SHORT TASK: Can you write out every line of the data below again, requests included, shifting each answer coordinate by adding 127 to it?
───── DATA ─────
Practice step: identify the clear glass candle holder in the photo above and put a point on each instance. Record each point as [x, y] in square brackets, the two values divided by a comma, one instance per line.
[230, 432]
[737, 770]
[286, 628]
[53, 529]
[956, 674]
─────
FINAL RESULT:
Practice step: identify the clear glass candle holder in the photo above and put a point on each instance. Record each point as [x, y] in square brackets, the two values divided by a comma, one instance per line.
[357, 559]
[864, 897]
[413, 755]
[180, 656]
[1083, 801]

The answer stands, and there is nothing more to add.